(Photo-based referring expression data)
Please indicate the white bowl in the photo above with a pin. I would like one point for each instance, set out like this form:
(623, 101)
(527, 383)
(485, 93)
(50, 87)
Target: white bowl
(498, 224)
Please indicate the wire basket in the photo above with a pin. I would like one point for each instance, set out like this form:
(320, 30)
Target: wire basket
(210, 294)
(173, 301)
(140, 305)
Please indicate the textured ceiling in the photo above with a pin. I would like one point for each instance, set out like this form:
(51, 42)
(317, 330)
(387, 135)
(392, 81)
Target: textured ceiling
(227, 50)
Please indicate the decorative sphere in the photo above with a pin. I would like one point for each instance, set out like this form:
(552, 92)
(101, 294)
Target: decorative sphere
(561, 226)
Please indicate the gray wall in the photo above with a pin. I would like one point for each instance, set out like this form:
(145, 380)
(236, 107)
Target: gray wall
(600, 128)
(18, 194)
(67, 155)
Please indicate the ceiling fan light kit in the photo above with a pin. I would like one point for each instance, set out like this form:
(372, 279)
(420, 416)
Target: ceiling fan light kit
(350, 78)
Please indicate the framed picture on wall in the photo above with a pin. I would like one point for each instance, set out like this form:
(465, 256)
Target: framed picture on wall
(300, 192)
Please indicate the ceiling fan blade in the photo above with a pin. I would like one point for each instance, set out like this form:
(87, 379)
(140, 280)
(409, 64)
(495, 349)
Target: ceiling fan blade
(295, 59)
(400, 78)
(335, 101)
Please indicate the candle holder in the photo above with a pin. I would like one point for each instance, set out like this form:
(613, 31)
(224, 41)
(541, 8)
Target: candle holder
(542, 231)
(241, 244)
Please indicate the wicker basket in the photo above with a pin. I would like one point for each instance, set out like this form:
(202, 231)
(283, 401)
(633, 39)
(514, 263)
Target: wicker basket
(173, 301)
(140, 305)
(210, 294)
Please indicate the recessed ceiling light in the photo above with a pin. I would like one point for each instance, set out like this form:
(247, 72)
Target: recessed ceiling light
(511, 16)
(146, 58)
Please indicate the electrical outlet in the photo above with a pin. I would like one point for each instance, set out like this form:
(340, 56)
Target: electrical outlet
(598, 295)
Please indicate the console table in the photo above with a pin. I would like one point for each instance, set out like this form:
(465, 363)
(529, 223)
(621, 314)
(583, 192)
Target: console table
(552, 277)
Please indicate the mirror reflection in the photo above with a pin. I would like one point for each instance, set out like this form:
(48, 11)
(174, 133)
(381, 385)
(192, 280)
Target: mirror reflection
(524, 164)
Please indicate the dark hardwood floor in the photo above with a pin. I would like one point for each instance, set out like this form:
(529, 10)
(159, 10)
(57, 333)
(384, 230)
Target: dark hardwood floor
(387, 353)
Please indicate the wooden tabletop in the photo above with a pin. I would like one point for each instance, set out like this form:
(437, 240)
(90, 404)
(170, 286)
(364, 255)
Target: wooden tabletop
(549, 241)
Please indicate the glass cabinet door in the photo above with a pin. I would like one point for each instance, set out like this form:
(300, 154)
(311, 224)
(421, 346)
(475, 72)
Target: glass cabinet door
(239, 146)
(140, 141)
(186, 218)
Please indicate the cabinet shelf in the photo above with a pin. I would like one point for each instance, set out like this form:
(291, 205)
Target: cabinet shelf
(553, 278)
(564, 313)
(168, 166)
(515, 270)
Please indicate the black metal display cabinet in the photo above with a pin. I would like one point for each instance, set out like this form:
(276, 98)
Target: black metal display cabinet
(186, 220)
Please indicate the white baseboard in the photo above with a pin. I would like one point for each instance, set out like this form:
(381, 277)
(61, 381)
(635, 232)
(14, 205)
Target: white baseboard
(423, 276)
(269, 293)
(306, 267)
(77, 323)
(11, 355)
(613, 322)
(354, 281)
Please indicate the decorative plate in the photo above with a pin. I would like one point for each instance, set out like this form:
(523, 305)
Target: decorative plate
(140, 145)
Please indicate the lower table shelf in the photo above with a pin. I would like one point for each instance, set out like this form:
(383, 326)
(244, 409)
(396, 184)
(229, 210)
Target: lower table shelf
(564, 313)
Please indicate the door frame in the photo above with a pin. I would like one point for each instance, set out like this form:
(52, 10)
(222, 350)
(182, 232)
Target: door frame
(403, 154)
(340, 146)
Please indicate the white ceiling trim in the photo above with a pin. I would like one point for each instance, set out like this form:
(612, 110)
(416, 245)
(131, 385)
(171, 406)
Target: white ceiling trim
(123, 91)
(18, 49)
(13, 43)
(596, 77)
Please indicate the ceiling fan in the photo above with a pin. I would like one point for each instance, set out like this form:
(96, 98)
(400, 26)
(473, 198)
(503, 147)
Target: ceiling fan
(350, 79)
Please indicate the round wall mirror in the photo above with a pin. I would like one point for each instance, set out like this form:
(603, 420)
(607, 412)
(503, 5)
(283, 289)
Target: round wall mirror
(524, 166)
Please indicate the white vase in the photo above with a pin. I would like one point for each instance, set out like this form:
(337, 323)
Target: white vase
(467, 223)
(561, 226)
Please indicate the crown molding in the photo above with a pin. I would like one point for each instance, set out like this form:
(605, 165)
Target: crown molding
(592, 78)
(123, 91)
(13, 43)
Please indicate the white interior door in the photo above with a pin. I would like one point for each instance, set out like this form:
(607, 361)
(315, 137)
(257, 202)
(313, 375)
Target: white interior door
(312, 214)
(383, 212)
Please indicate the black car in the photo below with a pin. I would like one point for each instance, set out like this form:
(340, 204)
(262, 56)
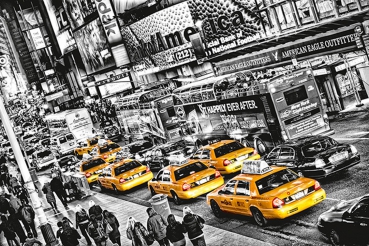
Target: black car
(314, 156)
(347, 222)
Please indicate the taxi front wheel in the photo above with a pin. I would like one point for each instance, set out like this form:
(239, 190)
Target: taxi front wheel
(216, 209)
(258, 217)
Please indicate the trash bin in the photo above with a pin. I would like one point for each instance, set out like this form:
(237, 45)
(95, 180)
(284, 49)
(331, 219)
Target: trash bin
(160, 204)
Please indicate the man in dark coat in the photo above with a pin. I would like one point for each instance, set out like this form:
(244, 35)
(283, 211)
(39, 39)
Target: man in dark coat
(58, 187)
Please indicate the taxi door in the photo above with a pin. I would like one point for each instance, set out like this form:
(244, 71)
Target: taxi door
(226, 199)
(242, 198)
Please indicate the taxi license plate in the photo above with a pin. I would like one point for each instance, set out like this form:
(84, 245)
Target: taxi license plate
(338, 157)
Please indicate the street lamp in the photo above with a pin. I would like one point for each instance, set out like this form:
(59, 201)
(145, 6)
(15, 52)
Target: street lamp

*Task brief*.
Search the entries above for the word "lamp", and copy every line where it occurs.

*Solution to this task*.
Please indicate the street lamp in the photo above with a pin. I would like one point for each instance, set out like this form:
Target: street lamp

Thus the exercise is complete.